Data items
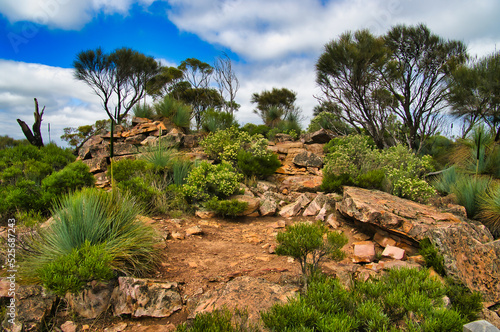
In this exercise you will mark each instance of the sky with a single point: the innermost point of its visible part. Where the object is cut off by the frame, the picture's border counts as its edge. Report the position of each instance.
(272, 43)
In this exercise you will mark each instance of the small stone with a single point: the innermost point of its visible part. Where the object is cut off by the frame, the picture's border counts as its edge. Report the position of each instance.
(195, 230)
(69, 326)
(364, 252)
(393, 252)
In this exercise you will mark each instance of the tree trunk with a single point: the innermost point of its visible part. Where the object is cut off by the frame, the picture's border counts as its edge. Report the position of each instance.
(35, 136)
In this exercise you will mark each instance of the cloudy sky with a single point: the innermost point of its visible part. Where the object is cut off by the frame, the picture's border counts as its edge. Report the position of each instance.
(272, 43)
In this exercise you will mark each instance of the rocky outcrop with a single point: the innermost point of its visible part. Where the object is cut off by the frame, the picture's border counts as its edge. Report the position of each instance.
(471, 256)
(255, 294)
(145, 297)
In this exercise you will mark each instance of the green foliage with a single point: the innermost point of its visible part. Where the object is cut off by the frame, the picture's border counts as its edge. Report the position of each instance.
(226, 208)
(73, 177)
(401, 300)
(305, 243)
(70, 273)
(106, 220)
(219, 320)
(143, 111)
(467, 189)
(206, 181)
(258, 166)
(213, 121)
(432, 256)
(489, 209)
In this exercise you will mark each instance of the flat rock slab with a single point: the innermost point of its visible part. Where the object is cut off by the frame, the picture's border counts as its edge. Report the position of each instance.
(256, 294)
(397, 215)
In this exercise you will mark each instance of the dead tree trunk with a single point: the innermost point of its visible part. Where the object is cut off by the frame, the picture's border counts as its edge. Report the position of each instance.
(35, 137)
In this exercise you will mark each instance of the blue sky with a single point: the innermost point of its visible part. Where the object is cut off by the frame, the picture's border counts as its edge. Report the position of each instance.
(272, 43)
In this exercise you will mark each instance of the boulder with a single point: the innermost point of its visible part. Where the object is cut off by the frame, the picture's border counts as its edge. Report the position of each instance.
(145, 297)
(471, 256)
(302, 183)
(308, 159)
(93, 300)
(32, 307)
(396, 215)
(255, 294)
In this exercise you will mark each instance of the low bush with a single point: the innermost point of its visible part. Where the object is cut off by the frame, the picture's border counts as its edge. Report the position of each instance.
(309, 244)
(90, 221)
(206, 181)
(401, 300)
(226, 208)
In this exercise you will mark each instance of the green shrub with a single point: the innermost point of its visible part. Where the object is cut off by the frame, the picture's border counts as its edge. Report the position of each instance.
(305, 243)
(489, 209)
(226, 208)
(101, 219)
(432, 256)
(73, 177)
(400, 300)
(143, 111)
(206, 181)
(70, 273)
(468, 189)
(260, 166)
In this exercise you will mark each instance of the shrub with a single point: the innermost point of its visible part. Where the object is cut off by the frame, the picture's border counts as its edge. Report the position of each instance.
(305, 243)
(401, 300)
(107, 220)
(73, 177)
(143, 111)
(226, 208)
(260, 166)
(489, 209)
(70, 273)
(206, 181)
(468, 189)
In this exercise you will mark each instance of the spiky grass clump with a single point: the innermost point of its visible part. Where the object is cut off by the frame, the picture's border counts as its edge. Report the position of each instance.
(96, 218)
(489, 206)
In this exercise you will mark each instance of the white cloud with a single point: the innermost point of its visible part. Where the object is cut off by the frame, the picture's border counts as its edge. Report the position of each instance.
(63, 14)
(68, 102)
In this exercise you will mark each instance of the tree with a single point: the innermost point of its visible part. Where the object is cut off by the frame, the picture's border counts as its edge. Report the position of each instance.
(118, 78)
(415, 75)
(35, 136)
(348, 73)
(275, 105)
(227, 82)
(474, 93)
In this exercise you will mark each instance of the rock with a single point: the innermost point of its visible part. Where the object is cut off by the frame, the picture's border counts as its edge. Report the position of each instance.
(332, 221)
(399, 216)
(93, 300)
(315, 206)
(253, 203)
(205, 214)
(308, 159)
(383, 239)
(480, 326)
(145, 297)
(364, 252)
(393, 252)
(268, 207)
(32, 306)
(471, 256)
(321, 136)
(255, 294)
(302, 183)
(68, 326)
(195, 230)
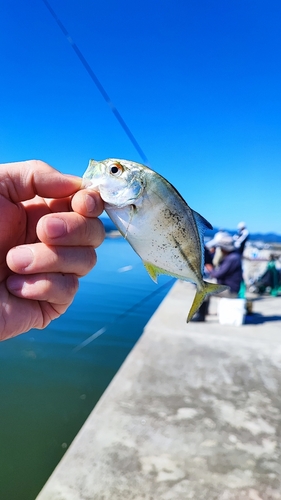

▶ **Task requirements**: How many of the lines above contain the word "green"? Give only the number.

▶ **Reply to the task**: 2